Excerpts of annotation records
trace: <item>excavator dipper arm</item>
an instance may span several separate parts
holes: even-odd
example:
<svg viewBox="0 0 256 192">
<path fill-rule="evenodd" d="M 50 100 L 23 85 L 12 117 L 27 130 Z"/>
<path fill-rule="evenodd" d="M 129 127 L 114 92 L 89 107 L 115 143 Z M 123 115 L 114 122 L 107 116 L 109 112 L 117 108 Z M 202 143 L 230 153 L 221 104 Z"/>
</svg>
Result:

→ What needs to be done: Please format the data above as a numbered list with one line per item, omitting any blank lines.

→ Expected output:
1. trace: <item>excavator dipper arm</item>
2. an instance may span several separate parts
3. holes: even-odd
4. example:
5. <svg viewBox="0 0 256 192">
6. <path fill-rule="evenodd" d="M 50 100 L 23 85 L 12 117 L 27 130 Z"/>
7. <path fill-rule="evenodd" d="M 129 127 L 114 92 L 89 107 L 115 143 Z M 123 115 L 114 122 L 107 116 L 109 112 L 117 108 Z M 202 143 L 230 153 L 221 104 Z"/>
8. </svg>
9. Result:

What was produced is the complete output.